Excerpts from a dataset:
= Beginning of Section =

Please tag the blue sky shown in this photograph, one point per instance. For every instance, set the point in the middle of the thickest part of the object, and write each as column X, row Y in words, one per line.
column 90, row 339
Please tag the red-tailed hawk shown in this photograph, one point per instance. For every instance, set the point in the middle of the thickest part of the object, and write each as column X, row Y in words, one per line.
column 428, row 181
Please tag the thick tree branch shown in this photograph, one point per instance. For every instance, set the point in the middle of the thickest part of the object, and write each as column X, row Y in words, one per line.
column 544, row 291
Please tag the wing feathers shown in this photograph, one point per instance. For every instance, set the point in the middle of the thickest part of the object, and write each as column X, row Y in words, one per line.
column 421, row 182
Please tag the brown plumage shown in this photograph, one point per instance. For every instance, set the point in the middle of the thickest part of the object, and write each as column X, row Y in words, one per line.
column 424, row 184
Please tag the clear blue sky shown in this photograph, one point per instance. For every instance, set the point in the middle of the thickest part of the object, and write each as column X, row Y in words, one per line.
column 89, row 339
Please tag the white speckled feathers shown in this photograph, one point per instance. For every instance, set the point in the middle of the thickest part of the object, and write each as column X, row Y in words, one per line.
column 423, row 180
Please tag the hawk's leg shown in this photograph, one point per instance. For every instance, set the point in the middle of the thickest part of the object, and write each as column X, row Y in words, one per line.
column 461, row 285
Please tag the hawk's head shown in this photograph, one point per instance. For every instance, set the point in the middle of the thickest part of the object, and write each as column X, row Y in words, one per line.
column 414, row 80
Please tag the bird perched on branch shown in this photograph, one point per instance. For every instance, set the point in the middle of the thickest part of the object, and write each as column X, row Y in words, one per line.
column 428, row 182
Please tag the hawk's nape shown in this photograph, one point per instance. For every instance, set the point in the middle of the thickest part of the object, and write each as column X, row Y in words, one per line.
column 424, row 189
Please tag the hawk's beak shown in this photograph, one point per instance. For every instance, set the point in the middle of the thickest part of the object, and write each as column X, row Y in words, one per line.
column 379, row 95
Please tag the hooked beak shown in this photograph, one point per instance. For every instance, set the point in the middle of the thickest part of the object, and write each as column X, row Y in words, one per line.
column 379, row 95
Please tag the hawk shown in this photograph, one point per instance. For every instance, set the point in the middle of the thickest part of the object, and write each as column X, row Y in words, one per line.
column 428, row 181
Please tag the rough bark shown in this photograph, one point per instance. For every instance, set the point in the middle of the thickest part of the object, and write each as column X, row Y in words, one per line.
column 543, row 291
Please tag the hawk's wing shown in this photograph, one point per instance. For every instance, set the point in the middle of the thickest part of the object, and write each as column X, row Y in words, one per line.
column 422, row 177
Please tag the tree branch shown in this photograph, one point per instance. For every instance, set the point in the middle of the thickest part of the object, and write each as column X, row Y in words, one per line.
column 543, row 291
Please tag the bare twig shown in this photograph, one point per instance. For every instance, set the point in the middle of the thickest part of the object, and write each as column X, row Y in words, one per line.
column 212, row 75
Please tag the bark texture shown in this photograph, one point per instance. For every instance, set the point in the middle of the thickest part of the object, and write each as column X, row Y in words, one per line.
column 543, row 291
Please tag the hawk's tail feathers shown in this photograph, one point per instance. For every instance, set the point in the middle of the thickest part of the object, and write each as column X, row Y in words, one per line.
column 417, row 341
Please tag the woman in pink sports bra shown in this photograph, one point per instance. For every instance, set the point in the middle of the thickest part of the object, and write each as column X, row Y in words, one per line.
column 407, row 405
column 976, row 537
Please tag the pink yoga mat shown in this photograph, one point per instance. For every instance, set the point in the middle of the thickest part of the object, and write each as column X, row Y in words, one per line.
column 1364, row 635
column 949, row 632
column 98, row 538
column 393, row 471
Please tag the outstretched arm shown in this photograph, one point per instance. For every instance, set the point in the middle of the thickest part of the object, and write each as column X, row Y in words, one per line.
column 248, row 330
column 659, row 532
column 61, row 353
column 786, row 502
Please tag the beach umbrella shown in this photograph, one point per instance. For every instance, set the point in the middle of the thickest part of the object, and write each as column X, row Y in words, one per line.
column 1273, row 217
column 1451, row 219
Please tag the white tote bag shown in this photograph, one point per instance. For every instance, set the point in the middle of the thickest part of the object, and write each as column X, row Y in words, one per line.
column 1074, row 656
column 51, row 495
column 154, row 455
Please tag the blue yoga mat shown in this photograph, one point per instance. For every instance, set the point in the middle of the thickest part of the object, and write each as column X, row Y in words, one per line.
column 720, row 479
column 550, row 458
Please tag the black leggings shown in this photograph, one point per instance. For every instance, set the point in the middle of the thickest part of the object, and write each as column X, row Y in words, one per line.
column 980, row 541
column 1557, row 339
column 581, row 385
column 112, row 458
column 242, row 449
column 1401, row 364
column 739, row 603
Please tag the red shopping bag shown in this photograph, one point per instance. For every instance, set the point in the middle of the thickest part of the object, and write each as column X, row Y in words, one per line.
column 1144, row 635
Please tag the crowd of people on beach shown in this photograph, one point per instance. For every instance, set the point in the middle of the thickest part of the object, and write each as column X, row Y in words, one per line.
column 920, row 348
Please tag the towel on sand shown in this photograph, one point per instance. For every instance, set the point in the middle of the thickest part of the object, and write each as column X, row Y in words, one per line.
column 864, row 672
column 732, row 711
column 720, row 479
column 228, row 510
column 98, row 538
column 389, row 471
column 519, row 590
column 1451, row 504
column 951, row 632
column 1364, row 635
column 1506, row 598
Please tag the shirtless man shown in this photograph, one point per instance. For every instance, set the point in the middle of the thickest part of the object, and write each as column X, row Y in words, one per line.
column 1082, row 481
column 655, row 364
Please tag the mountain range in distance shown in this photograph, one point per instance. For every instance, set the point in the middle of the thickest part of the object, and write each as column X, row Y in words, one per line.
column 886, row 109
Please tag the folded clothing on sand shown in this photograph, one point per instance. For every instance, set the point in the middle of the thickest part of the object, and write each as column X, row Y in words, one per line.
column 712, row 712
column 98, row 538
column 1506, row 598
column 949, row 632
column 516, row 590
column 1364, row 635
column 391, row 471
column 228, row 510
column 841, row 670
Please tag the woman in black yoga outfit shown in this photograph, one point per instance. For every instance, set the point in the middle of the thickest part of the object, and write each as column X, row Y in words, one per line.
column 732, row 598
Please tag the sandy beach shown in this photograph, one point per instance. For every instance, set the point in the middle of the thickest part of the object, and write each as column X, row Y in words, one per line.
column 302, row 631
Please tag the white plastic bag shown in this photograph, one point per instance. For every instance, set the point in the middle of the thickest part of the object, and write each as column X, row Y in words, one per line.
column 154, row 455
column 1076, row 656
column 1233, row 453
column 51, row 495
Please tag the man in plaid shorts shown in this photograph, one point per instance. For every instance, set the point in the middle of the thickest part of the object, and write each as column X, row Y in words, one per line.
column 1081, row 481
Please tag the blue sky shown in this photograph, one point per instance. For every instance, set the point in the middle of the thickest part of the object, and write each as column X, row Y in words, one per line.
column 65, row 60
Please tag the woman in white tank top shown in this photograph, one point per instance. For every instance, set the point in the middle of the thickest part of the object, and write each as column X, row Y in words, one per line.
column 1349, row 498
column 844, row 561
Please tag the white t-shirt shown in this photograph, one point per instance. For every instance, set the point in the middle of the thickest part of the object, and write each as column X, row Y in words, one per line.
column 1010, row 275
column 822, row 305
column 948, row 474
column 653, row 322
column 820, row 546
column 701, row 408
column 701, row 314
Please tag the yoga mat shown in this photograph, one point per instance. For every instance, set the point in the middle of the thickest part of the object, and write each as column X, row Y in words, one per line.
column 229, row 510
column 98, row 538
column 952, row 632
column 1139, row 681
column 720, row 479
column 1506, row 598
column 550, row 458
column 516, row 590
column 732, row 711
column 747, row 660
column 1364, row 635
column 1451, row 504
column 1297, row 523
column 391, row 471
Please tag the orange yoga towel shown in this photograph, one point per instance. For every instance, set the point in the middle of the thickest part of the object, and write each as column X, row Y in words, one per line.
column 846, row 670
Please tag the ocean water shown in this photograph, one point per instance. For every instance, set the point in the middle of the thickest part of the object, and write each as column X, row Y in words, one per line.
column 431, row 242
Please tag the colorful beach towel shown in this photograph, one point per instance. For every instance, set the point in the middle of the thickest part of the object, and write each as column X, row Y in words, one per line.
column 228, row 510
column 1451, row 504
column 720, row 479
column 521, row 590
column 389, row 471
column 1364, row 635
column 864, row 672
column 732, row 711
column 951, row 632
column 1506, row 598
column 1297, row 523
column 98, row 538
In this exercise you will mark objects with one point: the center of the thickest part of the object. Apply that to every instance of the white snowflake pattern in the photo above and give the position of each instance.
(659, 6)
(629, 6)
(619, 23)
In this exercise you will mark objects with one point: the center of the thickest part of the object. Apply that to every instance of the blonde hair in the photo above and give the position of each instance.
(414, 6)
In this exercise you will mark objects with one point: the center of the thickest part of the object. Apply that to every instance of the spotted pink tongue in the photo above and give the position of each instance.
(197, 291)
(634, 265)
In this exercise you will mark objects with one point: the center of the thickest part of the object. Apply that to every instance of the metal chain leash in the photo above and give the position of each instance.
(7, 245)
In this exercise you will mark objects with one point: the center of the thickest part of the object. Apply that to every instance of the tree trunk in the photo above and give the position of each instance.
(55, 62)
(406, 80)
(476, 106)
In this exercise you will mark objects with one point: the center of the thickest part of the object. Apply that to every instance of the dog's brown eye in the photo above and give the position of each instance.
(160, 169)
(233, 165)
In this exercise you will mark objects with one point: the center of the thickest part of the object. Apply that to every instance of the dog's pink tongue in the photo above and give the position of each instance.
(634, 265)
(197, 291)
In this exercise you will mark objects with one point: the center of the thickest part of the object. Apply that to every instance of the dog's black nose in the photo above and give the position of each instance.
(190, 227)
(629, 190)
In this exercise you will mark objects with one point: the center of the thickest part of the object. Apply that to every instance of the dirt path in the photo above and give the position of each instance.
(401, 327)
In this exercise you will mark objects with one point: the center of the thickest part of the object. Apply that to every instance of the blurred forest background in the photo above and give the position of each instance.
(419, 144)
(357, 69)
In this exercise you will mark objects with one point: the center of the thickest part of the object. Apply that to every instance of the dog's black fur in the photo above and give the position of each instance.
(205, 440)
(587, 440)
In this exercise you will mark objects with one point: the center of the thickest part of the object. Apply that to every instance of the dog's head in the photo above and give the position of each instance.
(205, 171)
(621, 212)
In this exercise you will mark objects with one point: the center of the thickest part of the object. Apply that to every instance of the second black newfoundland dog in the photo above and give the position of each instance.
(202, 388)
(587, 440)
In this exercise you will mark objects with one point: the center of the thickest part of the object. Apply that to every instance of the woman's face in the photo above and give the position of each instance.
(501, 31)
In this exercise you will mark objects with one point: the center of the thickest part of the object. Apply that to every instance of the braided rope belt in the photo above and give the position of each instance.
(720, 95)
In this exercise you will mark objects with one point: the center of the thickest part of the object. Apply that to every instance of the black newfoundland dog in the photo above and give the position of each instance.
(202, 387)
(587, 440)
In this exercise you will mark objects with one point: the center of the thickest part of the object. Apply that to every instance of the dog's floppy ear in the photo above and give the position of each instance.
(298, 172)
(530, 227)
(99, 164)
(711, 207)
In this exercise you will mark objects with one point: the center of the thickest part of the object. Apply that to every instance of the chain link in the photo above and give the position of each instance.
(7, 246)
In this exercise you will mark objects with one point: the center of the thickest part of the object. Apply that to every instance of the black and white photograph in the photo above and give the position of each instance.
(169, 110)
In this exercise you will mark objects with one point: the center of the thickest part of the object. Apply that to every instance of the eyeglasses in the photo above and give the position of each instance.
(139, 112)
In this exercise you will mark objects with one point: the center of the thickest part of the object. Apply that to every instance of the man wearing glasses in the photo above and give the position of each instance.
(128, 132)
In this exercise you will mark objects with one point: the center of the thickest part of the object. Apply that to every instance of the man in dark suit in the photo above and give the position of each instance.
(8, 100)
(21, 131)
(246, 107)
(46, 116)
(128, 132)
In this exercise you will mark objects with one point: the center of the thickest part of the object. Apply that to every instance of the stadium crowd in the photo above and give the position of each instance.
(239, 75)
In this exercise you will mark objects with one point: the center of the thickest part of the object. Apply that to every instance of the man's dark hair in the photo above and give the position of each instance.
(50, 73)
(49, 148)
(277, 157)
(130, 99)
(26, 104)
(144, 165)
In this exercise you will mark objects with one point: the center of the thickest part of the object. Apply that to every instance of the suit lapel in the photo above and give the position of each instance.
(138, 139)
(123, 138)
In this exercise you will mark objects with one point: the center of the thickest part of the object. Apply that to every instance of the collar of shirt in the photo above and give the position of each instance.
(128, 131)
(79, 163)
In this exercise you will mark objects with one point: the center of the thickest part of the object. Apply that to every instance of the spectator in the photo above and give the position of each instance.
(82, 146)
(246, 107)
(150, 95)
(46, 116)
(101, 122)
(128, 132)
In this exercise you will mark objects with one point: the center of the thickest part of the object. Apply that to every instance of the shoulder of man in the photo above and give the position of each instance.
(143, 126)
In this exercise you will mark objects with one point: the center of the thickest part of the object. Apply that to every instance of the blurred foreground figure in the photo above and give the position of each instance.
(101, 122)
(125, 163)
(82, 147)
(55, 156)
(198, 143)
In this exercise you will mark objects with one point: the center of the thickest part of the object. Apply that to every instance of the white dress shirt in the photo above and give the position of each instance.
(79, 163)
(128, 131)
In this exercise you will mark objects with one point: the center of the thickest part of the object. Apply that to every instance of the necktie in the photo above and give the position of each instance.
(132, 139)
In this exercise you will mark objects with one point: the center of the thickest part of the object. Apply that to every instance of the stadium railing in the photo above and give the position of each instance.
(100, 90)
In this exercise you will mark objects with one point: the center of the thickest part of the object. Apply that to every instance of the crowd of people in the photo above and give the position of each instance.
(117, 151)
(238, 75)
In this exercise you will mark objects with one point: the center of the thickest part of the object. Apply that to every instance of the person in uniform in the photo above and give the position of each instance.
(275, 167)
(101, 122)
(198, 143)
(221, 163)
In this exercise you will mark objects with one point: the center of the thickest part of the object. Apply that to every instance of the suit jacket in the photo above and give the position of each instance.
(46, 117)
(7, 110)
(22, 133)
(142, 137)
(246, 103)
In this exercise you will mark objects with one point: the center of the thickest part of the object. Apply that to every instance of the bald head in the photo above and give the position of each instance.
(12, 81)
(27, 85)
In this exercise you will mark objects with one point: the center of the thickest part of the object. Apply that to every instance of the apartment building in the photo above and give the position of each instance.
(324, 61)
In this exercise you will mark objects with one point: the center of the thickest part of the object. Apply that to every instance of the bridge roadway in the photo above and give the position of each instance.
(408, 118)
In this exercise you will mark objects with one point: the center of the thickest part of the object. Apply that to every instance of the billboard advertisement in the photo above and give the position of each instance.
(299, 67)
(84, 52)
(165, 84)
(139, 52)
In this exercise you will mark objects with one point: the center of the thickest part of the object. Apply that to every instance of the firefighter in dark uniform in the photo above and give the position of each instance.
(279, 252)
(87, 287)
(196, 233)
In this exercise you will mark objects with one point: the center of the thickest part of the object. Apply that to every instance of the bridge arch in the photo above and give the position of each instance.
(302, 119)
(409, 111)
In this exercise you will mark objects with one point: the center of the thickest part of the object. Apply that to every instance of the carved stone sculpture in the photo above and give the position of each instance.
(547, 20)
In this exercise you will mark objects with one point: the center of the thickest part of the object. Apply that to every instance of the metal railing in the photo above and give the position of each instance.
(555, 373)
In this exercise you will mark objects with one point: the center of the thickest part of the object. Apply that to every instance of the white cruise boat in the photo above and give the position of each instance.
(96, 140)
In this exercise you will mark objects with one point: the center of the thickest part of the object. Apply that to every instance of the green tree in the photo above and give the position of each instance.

= End of Section =

The task: Only the lines from the one holding "of the carved" through the end of the records should appear in the answer, each repeated exactly.

Result of the exercise:
In this exercise you will mark objects with one point: the center of the thickest part of the object. Apply that to every instance of the carved stone sculpture in the photo above and give the position of each instance.
(547, 20)
In this exercise you will mark objects with one point: the center of the thickest part of the object. Apply that to every instance of the metal railing in the photo above and give the position of each instance.
(555, 373)
In this exercise you will mark objects with one point: the center of the thickest part of the object. Apply that to every instance of the white cruise boat in the photo above and give the position of each instance.
(96, 140)
In this exercise you will mark objects with one point: the center of the thickest part of the object. Apply that to every instance of the green tree in the photo above and give the position of each instance.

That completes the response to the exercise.